THE PROBLEM ->
Report every line below that contains the string "pavement", copying each one in full.

Pointing dataset excerpts ->

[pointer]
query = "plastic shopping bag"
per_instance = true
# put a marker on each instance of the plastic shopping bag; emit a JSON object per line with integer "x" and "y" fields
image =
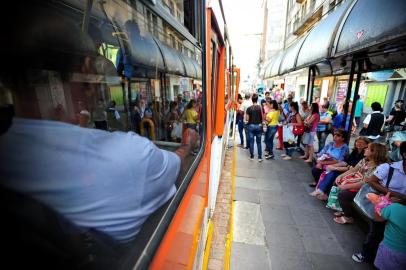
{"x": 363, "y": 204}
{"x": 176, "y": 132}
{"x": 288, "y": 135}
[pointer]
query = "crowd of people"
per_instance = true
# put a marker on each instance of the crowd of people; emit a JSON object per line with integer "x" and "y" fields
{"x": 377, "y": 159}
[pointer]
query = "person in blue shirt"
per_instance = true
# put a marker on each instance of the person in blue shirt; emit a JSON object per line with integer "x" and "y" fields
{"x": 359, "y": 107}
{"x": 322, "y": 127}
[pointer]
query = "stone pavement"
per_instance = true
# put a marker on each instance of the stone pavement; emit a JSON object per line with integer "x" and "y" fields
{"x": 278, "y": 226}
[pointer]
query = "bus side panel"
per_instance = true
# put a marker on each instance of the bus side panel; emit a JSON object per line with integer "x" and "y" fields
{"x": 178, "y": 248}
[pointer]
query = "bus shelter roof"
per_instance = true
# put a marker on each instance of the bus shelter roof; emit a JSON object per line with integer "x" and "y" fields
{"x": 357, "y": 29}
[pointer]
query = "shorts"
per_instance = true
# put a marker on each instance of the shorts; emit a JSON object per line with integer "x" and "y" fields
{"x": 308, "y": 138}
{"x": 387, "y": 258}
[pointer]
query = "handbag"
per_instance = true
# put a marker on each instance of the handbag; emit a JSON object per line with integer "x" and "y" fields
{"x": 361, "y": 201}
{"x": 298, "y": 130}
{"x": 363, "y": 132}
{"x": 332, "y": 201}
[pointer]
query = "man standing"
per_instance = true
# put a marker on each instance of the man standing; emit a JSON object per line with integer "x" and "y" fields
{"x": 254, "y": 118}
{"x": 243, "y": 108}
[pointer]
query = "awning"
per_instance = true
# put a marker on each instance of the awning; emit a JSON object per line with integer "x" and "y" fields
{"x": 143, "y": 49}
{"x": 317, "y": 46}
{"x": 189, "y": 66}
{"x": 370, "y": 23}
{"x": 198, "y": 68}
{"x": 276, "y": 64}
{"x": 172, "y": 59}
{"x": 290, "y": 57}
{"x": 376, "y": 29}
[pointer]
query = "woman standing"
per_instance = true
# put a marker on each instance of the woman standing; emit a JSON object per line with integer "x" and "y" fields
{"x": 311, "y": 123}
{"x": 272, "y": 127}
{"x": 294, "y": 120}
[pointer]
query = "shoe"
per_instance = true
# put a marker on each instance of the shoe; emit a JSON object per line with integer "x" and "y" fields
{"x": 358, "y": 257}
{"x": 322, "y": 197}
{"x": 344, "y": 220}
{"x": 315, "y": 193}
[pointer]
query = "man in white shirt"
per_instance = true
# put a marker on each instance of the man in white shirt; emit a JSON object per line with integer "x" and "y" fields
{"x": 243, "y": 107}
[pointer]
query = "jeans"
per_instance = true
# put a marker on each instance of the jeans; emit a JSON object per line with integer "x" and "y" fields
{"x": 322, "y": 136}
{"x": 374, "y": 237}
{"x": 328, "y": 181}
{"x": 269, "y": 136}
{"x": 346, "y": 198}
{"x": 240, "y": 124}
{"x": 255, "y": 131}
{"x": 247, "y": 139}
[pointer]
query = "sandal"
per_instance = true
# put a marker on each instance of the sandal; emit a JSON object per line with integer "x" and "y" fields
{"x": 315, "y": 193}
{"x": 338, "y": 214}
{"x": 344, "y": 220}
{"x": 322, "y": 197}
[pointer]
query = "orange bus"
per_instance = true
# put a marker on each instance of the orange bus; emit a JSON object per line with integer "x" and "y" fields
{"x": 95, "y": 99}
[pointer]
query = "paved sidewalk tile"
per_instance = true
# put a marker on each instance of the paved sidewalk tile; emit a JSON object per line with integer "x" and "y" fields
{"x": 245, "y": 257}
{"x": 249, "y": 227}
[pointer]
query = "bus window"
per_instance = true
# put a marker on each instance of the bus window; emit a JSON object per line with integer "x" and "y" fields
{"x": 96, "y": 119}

==

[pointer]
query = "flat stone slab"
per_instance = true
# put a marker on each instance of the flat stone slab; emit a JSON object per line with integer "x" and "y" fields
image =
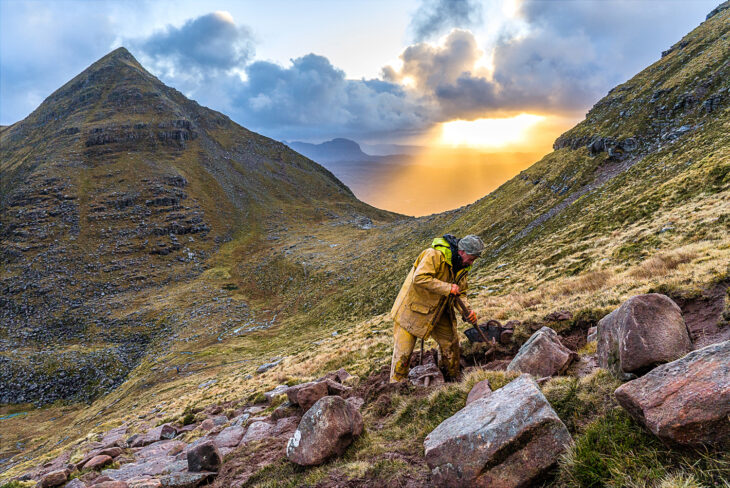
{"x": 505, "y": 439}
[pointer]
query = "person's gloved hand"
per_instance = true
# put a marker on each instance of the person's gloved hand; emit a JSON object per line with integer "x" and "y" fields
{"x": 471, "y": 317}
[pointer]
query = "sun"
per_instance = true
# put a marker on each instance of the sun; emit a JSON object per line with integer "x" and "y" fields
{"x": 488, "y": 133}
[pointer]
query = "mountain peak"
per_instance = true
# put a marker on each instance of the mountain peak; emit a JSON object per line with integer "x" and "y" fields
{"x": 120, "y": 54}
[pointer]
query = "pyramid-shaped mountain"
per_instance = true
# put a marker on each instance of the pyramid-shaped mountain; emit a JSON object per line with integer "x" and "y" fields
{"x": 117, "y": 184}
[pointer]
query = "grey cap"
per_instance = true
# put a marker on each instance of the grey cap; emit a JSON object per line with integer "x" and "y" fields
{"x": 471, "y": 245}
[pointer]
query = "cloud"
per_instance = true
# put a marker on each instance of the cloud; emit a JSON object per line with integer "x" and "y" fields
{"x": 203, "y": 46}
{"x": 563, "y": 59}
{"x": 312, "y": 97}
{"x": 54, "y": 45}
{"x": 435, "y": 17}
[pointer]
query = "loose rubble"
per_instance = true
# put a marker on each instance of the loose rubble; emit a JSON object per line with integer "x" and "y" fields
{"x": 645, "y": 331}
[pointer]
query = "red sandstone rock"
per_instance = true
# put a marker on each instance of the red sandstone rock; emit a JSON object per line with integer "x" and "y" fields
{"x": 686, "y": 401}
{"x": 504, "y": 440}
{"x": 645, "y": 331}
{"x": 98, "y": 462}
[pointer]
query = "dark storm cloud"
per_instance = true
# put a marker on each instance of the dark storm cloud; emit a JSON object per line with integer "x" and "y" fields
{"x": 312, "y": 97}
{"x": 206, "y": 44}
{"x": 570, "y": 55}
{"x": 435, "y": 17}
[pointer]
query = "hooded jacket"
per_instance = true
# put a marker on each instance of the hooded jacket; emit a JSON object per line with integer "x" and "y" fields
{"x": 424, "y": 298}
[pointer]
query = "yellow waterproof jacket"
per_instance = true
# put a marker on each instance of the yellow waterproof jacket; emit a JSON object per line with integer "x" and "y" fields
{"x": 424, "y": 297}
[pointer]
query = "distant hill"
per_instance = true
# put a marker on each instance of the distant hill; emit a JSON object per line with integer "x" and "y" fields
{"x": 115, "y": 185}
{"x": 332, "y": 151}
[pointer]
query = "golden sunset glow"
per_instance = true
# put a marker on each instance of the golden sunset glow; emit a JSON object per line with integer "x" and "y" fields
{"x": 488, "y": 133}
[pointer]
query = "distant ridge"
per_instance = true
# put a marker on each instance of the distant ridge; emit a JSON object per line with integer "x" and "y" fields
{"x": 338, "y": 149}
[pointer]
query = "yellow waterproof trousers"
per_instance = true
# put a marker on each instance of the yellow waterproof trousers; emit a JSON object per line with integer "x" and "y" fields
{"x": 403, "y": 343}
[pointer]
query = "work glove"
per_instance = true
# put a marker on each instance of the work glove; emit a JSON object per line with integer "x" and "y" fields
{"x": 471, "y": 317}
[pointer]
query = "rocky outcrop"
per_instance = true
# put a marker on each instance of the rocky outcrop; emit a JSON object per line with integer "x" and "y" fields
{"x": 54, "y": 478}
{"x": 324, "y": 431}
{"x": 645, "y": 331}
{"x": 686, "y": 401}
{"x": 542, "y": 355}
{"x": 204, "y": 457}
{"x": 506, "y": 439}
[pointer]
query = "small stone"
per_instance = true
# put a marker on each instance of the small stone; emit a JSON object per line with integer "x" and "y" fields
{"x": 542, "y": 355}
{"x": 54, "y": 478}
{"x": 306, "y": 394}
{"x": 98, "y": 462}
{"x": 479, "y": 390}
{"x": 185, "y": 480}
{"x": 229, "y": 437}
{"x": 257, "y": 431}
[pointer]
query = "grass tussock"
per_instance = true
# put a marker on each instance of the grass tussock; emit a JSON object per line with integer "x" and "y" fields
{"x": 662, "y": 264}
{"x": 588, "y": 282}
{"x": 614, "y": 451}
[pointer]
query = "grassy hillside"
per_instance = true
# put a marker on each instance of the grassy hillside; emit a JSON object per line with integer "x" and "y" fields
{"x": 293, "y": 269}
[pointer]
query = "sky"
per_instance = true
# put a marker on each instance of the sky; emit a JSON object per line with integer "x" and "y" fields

* * *

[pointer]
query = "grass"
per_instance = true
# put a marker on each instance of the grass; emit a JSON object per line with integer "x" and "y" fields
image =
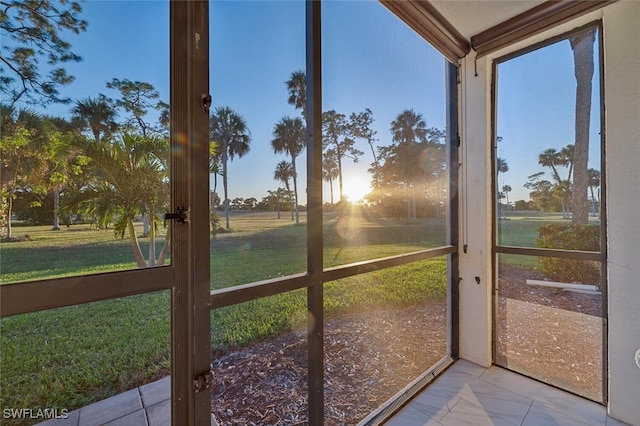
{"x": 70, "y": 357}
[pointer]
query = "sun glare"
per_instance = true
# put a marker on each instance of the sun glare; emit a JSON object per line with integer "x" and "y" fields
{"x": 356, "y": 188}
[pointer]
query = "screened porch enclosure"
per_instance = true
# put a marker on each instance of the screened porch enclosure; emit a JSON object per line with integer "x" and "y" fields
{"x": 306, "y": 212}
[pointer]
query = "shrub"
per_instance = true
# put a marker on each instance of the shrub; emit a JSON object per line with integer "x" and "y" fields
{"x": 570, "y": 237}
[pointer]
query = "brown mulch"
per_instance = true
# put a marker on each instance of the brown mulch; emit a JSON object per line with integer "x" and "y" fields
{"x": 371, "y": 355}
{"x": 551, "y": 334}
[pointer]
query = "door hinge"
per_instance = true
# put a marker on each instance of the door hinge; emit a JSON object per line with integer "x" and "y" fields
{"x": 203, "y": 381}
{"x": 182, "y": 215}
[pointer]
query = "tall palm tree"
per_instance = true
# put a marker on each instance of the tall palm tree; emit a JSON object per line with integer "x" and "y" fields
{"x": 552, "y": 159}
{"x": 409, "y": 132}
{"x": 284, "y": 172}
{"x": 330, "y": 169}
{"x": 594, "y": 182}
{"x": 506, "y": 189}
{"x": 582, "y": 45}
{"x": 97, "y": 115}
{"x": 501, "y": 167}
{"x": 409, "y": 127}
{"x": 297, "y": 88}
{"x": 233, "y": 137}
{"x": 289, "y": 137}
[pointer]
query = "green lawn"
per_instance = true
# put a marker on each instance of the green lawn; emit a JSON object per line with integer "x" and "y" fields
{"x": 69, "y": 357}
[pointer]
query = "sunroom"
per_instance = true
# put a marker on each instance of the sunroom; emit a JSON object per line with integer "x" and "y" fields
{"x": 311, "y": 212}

RESULT OF THIS TASK ->
query = "stone pavement"
# put a marker on each instance of the stone pavement; emit a JSON object per line with integer "x" and "y" fields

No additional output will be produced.